**任务 A**
在关于纸牌识别的文章里，中值滤波使用的窗口大小是多少？

**文章**
-- -- --

MATLAB——基于图像相减的纸牌识别系统

最新推荐文章于 2022-07-01 16:06:12 发布

希sir

最新推荐文章于 2022-07-01 16:06:12 发布

阅读量2.2k

点赞数 7

分类专栏：数字图像处理

本文链接：https://blog.csdn.net/qq_42868846/article/details/112210357

版权

数字图像处理专栏收录该内容

3 篇文章 1 订阅

订阅专栏

MATLAB------基于图像相减的纸牌识别系统

一、设计要求
二、编程思路
- 1、获取模板（含代码）
- 2、输入图像测试（含代码）
三、测试结果
四、性能分析
五、另外一道编程题（没错，就是手写数字识别）

一、设计要求

这是数字图像处理课程作业的其中一道题目，设计要求如下。
纸牌识别系统的设计要求
所用的数据集是我舍友在网上下载的，个人觉得很高清，也懒得去拍照，就直接白嫖了，自己做测试的话，可以自行取材，注意拍摄的大小合适、位置恰当、光照均匀；如果出现光照不均，识别结果可能会偏离更多，需要提前消除光照不均的影响。
在这里插入图片描述

二、编程思路

我的文件管理如下：
在这里插入图片描述

1、获取模板（含代码）

运行该程序之后，将获得差不多大小（大小会有几个像素的差别）的模板，存放在同根目录下的mask文件夹下，将所需要的数字和类型包含在待识别范围内，减小识别量。

%-------------GetImagesMask.m------------------------
clear;clc;
%用于获取模板
num = ['2' '3' '4' '5' '6' '7' '8' '9' '10'];
alpha = ['B' 'F' 'M' 'R'];
N = 1;
Al = 3;
for i=1:4
    path=strcat('../images/',alpha(i),'_',num(N),'.JPG');
    name = strcat(alpha(i),'_',num(N));
    A = imread(path);
    [x,y,z] = size(A);
    Shape_Left_Top = A(x/6 : 7*x/24, y/25 : y/7, 1 : z);
    % 图像二值化,反色
    Shape_Left_Top_BW = ~im2bw(rgb2gray(Shape_Left_Top),0.5);
    % 中值滤波去除椒盐噪声，[3,3]为窗口大小,不同噪声用不同的滤波器
    mask_A = medfilt2(Shape_Left_Top_BW,[3,3]);
    restore_path_A = strcat('../mask/',alpha(i),'.JPG');
    imwrite(mask_A,restore_path_A); %将模板存放在mask文件夹中
end
for i = 1:9
    if i==9
        path=strcat('../images/',alpha(Al),'_',num(i),num(i+1),'.JPG');
        name = strcat(alpha(Al),'_',num(i),num(i+1));
    else
        path=strcat('../images/',alpha(Al),'_',num(i),'.JPG');
        name = strcat(alpha(Al),'_',num(i));
    end
    A = imread(path);
    [x,y,z] = size(A);
    Number_Left_Top = A(x/25 : x/6, y/30: y/7, 1 : z);  %自己确定的大小，可更改
     % 图像二值化,反色
    Number_Left_Top_BW = ~im2bw(rgb2gray(Number_Left_Top),0.5);
    % 中值滤波去除椒盐噪声，[3,3]为窗口大小
    mask_N = medfilt2(Number_Left_Top_BW,[3,3]);
    if i==9
        restore_path_N = strcat('../mask/',num(i),num(i+1),'.JPG');
    else
        restore_path_N = strcat('../mask/',num(i),'.JPG');
    end
    imwrite(mask_N,restore_path_N);
end

获得的模板如下：
在这里插入图片描述

2、输入图像测试（含代码）

需要注意的是，将输入图像剪裁后的大小不一定与模板大小一致，所以要做预处理，选择模板与截取的输入图像中较小的一方的大小，然后截取另外一方为合适的大小。

-- -- --

**任务数据**

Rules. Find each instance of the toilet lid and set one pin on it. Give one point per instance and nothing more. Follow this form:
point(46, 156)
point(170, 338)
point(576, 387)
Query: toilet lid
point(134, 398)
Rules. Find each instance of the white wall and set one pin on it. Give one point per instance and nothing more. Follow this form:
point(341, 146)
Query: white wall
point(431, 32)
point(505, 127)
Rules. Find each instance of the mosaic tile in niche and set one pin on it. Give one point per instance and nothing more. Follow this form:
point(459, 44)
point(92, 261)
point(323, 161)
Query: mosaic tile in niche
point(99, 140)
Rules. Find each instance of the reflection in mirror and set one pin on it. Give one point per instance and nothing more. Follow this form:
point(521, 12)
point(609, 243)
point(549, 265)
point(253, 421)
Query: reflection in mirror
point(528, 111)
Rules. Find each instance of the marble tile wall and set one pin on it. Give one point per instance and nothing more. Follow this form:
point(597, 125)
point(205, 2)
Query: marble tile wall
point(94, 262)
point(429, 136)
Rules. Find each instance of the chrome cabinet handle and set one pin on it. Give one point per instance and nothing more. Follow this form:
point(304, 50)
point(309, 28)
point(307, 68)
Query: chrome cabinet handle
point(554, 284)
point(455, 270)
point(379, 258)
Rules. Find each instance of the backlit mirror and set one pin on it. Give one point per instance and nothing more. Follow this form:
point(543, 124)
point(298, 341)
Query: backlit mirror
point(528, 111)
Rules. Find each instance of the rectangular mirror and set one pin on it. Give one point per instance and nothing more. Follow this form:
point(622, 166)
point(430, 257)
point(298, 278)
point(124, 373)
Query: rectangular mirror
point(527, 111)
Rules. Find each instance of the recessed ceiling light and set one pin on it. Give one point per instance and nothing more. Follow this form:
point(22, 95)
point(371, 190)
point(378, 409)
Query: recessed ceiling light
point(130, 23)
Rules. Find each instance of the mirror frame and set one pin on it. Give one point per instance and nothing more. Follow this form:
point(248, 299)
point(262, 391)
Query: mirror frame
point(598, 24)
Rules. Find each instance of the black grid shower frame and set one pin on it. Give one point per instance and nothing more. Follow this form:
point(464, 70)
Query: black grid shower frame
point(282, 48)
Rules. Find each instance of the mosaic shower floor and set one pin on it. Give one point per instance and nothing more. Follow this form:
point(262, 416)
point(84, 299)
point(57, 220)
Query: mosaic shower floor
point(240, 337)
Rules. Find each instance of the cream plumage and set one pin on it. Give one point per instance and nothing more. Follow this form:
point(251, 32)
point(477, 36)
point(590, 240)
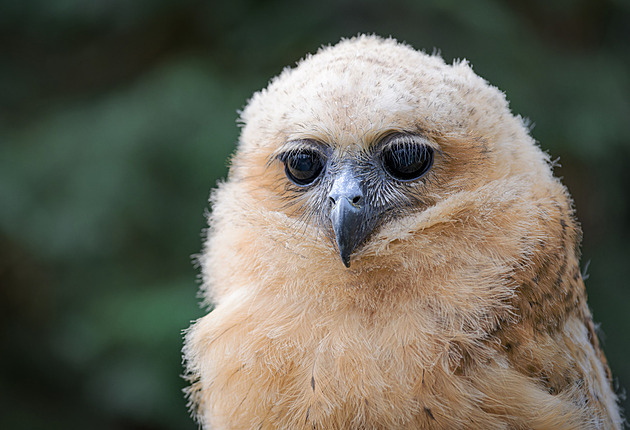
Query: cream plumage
point(392, 251)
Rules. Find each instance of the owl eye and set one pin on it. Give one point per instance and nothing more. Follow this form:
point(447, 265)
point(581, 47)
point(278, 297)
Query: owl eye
point(407, 161)
point(302, 167)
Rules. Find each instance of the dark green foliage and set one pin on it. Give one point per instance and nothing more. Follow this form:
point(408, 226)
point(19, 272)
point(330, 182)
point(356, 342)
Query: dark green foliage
point(116, 119)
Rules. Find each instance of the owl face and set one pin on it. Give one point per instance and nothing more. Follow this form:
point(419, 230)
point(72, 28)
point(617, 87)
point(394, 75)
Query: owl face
point(349, 192)
point(350, 142)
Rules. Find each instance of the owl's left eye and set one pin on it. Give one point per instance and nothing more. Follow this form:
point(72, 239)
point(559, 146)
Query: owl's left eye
point(407, 160)
point(303, 167)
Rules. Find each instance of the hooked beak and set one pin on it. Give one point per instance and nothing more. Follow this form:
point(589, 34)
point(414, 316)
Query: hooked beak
point(348, 214)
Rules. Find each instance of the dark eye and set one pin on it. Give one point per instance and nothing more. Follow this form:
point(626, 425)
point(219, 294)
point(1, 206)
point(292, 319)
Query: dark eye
point(302, 167)
point(407, 161)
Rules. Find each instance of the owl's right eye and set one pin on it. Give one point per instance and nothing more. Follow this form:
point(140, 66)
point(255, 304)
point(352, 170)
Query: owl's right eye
point(302, 167)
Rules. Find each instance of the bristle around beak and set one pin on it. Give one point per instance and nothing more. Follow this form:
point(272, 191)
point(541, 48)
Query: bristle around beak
point(348, 214)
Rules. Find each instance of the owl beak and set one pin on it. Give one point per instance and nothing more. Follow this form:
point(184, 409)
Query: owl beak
point(348, 214)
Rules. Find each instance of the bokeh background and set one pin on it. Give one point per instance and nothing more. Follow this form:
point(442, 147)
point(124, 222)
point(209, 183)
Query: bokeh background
point(117, 117)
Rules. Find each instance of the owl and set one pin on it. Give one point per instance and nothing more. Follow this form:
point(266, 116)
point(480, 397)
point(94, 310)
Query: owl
point(391, 250)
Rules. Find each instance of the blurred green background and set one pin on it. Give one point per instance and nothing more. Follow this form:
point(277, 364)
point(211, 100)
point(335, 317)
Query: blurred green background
point(117, 117)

-- -- --

**任务 B**
请从上面的记录中摘出所有含有字符串“chrome”的行。

**正确答案 A**
[3,3]

**正确答案 B**
Rules. Find each instance of the chrome cabinet handle and set one pin on it. Give one point per instance and nothing more. Follow this form:
Query: chrome cabinet handle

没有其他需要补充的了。